PROVIDED RECORDS:
※ ※ ※

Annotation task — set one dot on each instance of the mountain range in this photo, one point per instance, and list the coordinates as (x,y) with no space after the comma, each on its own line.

※ ※ ※

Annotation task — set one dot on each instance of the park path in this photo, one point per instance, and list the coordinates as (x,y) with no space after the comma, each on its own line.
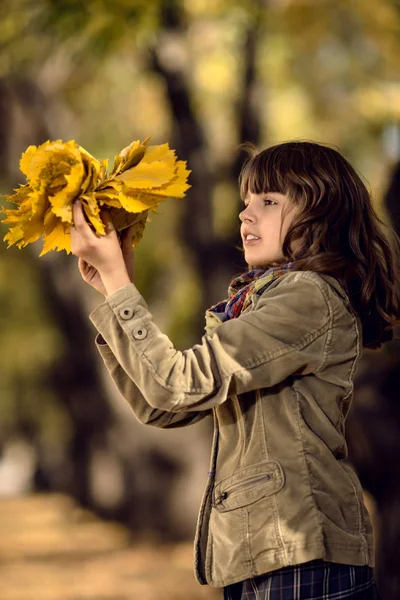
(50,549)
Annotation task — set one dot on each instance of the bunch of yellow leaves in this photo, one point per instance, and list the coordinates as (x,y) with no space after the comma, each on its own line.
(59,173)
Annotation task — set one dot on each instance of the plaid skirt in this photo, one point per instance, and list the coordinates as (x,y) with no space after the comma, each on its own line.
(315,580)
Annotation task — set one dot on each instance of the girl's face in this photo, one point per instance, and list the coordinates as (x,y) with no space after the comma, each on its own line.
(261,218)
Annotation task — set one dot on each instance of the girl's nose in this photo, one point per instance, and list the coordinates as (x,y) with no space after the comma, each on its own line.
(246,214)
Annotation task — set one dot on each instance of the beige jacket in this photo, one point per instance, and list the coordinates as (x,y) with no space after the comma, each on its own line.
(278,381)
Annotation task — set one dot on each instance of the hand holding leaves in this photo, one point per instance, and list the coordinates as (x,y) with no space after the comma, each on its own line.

※ ※ ※

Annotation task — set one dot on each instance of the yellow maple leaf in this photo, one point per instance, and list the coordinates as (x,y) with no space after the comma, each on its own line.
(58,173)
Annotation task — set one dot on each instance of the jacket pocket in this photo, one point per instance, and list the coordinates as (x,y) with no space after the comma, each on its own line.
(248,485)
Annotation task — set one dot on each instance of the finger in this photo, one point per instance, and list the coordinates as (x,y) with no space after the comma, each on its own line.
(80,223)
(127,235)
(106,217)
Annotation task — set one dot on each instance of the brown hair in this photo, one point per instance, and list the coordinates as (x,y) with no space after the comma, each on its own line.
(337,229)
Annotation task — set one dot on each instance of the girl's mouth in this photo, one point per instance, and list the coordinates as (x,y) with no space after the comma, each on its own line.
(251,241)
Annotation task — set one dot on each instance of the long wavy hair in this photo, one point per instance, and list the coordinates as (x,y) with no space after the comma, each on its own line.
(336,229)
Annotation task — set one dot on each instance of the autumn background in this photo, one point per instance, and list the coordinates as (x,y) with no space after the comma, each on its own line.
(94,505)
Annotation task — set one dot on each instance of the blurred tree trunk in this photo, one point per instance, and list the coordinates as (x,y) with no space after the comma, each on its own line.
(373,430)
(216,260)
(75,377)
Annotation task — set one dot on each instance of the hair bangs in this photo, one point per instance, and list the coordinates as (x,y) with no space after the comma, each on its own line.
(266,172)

※ ※ ※

WHAT TO WORK ON:
Find where the line with "the girl's face" sits in the material above, then copy exactly from it through the line with "of the hand". Add no other line.

SOLUTION FOR THIS EXERCISE:
Annotation task — set one dot on each instance of the girl's face in this photo, one point per instance, and list the coordinates as (x,y) with no space after the comma, each on its own line.
(261,218)
Annotation task — set one dot on each instance of the girl's nose in this photo, one point per instance, and list the coordinates as (x,y) with no space after the comma, each on its own line.
(246,214)
Annotation task — set one dot on each instance of the beige jacket in this photo, one point per instance, and list the coordinates as (x,y) with no space after the comma, each on its own line.
(278,381)
Annotation task — set one dot on each instance of the hand holding leaves in this photo, one point per instance, and list the coordinates as (x,y) with no space after the comma, each on its own line.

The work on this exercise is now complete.